-- Data follows --

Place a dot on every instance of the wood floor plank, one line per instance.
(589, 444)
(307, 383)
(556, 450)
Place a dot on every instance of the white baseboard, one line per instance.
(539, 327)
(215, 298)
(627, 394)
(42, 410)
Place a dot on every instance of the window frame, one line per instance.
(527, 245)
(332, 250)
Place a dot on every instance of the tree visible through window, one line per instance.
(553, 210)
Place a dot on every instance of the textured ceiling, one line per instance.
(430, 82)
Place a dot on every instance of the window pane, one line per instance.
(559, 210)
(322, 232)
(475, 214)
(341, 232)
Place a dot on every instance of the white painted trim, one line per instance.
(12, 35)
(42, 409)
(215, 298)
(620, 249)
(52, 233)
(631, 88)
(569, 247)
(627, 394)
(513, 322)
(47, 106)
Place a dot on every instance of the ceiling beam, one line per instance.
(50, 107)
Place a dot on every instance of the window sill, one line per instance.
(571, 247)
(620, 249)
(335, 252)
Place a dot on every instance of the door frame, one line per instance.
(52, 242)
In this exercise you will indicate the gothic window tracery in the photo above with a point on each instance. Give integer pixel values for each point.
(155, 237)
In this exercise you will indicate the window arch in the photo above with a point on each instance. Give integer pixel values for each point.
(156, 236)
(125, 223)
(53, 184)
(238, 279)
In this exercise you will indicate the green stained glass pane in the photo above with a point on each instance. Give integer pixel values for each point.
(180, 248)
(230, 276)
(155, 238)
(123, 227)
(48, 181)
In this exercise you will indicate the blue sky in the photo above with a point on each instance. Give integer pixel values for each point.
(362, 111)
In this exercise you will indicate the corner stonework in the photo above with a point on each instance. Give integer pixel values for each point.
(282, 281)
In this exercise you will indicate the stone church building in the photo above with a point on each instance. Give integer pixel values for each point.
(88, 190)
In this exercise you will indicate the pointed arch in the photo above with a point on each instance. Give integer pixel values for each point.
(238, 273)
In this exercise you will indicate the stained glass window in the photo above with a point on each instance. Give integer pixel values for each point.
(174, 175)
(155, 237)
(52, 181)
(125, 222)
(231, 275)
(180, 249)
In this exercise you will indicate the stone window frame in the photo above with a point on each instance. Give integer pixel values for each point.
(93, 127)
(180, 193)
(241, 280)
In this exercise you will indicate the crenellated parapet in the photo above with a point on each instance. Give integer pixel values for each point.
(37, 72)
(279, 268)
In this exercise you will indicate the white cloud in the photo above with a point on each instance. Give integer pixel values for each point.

-- Data concluded --

[Your assignment] Print every line you see above, exactly as written.

[Solved exercise]
Place a dot on every instance of the wood floor plank, one line per instance.
(589, 444)
(307, 383)
(556, 450)
Place a dot on every instance of the white baseboard, one line per instance.
(539, 327)
(215, 298)
(627, 394)
(42, 410)
Place a dot on every instance of the window frame, one line per instance.
(527, 245)
(332, 250)
Place a dot on every instance of the tree visible through window, one line per instance.
(553, 210)
Place a dot on every instance of the textured ceiling, one line per instance.
(430, 82)
Place a dot on every instance of the window pane, one line per instance.
(559, 210)
(322, 232)
(475, 214)
(341, 232)
Place a dot on every instance of the white painted trim, one line per instance.
(12, 35)
(42, 409)
(215, 298)
(620, 249)
(52, 233)
(631, 88)
(569, 247)
(627, 394)
(513, 322)
(47, 106)
Place a dot on every instance of the ceiling beam, one line per instance.
(50, 107)
Place a dot on every instance of the window sill, one line per instance.
(571, 247)
(620, 249)
(335, 252)
Place a dot on every instance of the door frame, one line per instance.
(52, 242)
In this exercise you will indicate the gothic window tracery in the photo above with a point on each instance. Give integer pixel values for each point.
(155, 237)
In this exercise you will indicate the window arch in the photo above with a point on each instance. Give integer pixel values for each point.
(156, 236)
(125, 223)
(53, 184)
(238, 279)
In this exercise you will indicate the green stained glass pane in the photo above with a point on each instance. Give integer pixel values for each point.
(180, 248)
(230, 276)
(155, 238)
(123, 227)
(48, 181)
In this exercise you will indicate the blue sky in the photo above with a point on each instance. Give integer pixel values for each point.
(362, 111)
In this exercise you will indicate the corner stonework in the photo above with a point on each instance. Give integer pixel values for each point.
(282, 281)
In this exercise you will indicate the stone church building in the photo above with a point on each instance. Give integer pixel values for each point.
(88, 190)
In this exercise you will indicate the pointed arch in the photo above with a point on each instance. Give integer pixel values for each point.
(238, 273)
In this exercise you will indicate the stained glass window in the photo above with a point on each instance. Give integer pixel values for each point.
(174, 175)
(155, 237)
(52, 181)
(125, 222)
(231, 275)
(180, 249)
In this exercise you will indicate the stone window frame in the photo above with a point on each instance. Give integer pixel values for each point.
(93, 127)
(180, 193)
(241, 280)
In this exercise you will indicate the crenellated parapet in the photo above with a point on each instance. Give integer pixel values for each point.
(37, 72)
(279, 268)
In this exercise you will indicate the white cloud in the photo above with a point on each instance. Give integer pixel values for each point.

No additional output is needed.